Without changing a word, repeat the data, and include no pictures.

*** Block opens ***

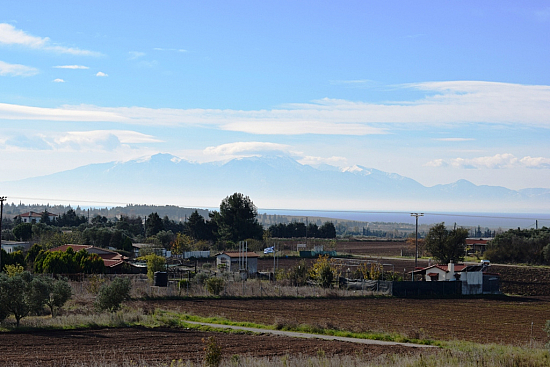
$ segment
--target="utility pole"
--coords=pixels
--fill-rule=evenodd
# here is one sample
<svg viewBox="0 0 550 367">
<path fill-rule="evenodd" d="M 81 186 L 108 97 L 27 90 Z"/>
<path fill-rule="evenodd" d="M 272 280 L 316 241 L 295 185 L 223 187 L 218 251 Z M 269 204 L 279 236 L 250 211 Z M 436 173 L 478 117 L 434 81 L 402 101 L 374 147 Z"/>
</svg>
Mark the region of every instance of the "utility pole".
<svg viewBox="0 0 550 367">
<path fill-rule="evenodd" d="M 414 270 L 418 267 L 418 217 L 423 217 L 424 213 L 411 213 L 411 217 L 416 217 L 416 235 L 414 238 L 415 251 L 414 251 Z M 414 274 L 414 273 L 413 273 Z"/>
<path fill-rule="evenodd" d="M 0 196 L 0 272 L 2 271 L 2 219 L 4 215 L 4 201 L 6 201 L 6 197 Z"/>
</svg>

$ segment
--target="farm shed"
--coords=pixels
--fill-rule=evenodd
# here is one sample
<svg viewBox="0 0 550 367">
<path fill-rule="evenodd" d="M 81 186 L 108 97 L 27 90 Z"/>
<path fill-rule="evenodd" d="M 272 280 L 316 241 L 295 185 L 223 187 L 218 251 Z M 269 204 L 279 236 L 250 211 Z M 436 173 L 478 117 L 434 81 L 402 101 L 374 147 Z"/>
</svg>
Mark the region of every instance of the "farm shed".
<svg viewBox="0 0 550 367">
<path fill-rule="evenodd" d="M 216 255 L 216 265 L 229 272 L 246 269 L 248 274 L 256 274 L 258 272 L 258 254 L 251 251 L 222 252 Z"/>
<path fill-rule="evenodd" d="M 483 254 L 487 249 L 487 244 L 491 238 L 466 238 L 466 251 L 468 253 Z"/>
</svg>

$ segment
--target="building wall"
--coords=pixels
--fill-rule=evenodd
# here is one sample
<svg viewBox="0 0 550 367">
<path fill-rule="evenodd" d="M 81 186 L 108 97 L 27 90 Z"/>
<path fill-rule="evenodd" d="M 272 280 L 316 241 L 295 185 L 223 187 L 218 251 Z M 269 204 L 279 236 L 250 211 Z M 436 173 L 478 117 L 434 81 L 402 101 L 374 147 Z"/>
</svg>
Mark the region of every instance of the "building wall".
<svg viewBox="0 0 550 367">
<path fill-rule="evenodd" d="M 216 257 L 216 265 L 225 264 L 227 271 L 239 271 L 239 258 L 229 257 L 226 254 L 220 254 Z M 248 273 L 255 274 L 258 272 L 258 259 L 255 257 L 248 258 Z"/>
</svg>

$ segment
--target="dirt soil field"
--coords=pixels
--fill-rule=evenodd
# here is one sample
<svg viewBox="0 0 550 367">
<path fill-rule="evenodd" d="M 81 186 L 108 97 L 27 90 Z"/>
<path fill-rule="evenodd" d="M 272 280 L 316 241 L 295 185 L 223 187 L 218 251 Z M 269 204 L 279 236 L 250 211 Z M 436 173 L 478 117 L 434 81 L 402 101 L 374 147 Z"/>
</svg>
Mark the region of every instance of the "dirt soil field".
<svg viewBox="0 0 550 367">
<path fill-rule="evenodd" d="M 403 346 L 359 345 L 270 335 L 226 334 L 183 329 L 97 329 L 0 334 L 2 366 L 72 366 L 79 363 L 167 363 L 203 360 L 203 339 L 215 336 L 224 357 L 274 357 L 428 353 Z"/>
<path fill-rule="evenodd" d="M 415 338 L 525 345 L 546 341 L 550 300 L 506 299 L 208 299 L 137 302 L 200 316 L 263 324 L 309 324 L 397 332 Z M 533 323 L 533 326 L 531 326 Z"/>
</svg>

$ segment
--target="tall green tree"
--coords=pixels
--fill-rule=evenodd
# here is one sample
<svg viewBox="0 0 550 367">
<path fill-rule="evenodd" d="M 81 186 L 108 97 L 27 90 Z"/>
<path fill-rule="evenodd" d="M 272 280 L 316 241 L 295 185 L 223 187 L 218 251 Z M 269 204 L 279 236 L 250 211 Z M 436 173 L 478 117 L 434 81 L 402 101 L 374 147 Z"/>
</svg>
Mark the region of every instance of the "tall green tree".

*** Block closes ***

ANSWER —
$ segment
--target="utility pole"
--coords=pixels
--fill-rule=evenodd
# here is one sample
<svg viewBox="0 0 550 367">
<path fill-rule="evenodd" d="M 81 186 L 108 97 L 27 90 Z"/>
<path fill-rule="evenodd" d="M 272 280 L 316 241 L 295 185 L 223 187 L 218 251 Z M 269 204 L 279 236 L 250 211 Z M 436 173 L 478 117 L 434 81 L 402 101 L 374 147 Z"/>
</svg>
Mark the region of every instance of the "utility pole".
<svg viewBox="0 0 550 367">
<path fill-rule="evenodd" d="M 414 270 L 418 267 L 418 217 L 423 217 L 424 213 L 411 213 L 411 217 L 416 217 L 416 235 L 414 238 L 415 251 L 414 251 Z M 414 274 L 414 273 L 413 273 Z"/>
<path fill-rule="evenodd" d="M 0 196 L 0 272 L 2 271 L 2 219 L 4 215 L 4 201 L 6 201 L 6 197 Z"/>
</svg>

$ segment
--target="farm shed"
--coords=pixels
--fill-rule=evenodd
# here is one sample
<svg viewBox="0 0 550 367">
<path fill-rule="evenodd" d="M 81 186 L 108 97 L 27 90 Z"/>
<path fill-rule="evenodd" d="M 272 280 L 316 241 L 295 185 L 223 187 L 218 251 Z M 269 204 L 279 236 L 250 211 Z M 436 173 L 478 117 L 434 81 L 402 101 L 374 147 Z"/>
</svg>
Mark the region of every instance of the "farm shed".
<svg viewBox="0 0 550 367">
<path fill-rule="evenodd" d="M 216 255 L 216 265 L 229 272 L 246 269 L 248 274 L 256 274 L 258 272 L 258 254 L 251 251 L 222 252 Z"/>
<path fill-rule="evenodd" d="M 483 254 L 487 249 L 487 244 L 491 238 L 466 238 L 466 251 L 468 253 Z"/>
</svg>

$ segment
--target="building wall"
--coords=pixels
--fill-rule=evenodd
# here is one sample
<svg viewBox="0 0 550 367">
<path fill-rule="evenodd" d="M 81 186 L 108 97 L 27 90 Z"/>
<path fill-rule="evenodd" d="M 272 280 L 316 241 L 295 185 L 223 187 L 218 251 Z M 269 204 L 279 236 L 250 211 Z M 436 173 L 478 117 L 434 81 L 402 101 L 374 147 Z"/>
</svg>
Mark the region of every instance of the "building wall".
<svg viewBox="0 0 550 367">
<path fill-rule="evenodd" d="M 216 257 L 216 265 L 225 264 L 227 271 L 239 271 L 239 258 L 229 257 L 226 254 L 220 254 Z M 248 273 L 255 274 L 258 272 L 258 259 L 255 257 L 248 258 Z"/>
</svg>

$ segment
--target="dirt soil field"
--coords=pixels
--fill-rule=evenodd
# here is one sample
<svg viewBox="0 0 550 367">
<path fill-rule="evenodd" d="M 81 186 L 108 97 L 27 90 Z"/>
<path fill-rule="evenodd" d="M 272 280 L 316 241 L 295 185 L 223 187 L 218 251 Z M 269 204 L 279 236 L 250 211 Z M 436 173 L 478 117 L 434 81 L 402 101 L 374 147 Z"/>
</svg>
Mark the region of every instance of the "dirt soil field".
<svg viewBox="0 0 550 367">
<path fill-rule="evenodd" d="M 403 346 L 359 345 L 270 335 L 226 334 L 183 329 L 97 329 L 0 334 L 2 366 L 72 366 L 79 363 L 167 363 L 203 360 L 203 339 L 215 336 L 224 357 L 274 357 L 428 353 Z"/>
<path fill-rule="evenodd" d="M 415 338 L 525 345 L 546 341 L 550 300 L 506 299 L 208 299 L 137 302 L 200 316 L 263 324 L 309 324 L 397 332 Z M 533 323 L 533 326 L 531 326 Z"/>
</svg>

$ segment
--target="tall green tree"
--coords=pixels
--fill-rule=evenodd
# here is one sample
<svg viewBox="0 0 550 367">
<path fill-rule="evenodd" d="M 81 186 L 108 97 L 27 90 Z"/>
<path fill-rule="evenodd" d="M 272 280 L 316 241 L 295 185 L 223 187 L 218 251 Z M 269 204 L 279 236 L 250 211 Z M 436 173 L 478 117 L 434 81 L 402 101 L 374 147 Z"/>
</svg>
Mark the region of every instance of the "tall green tree".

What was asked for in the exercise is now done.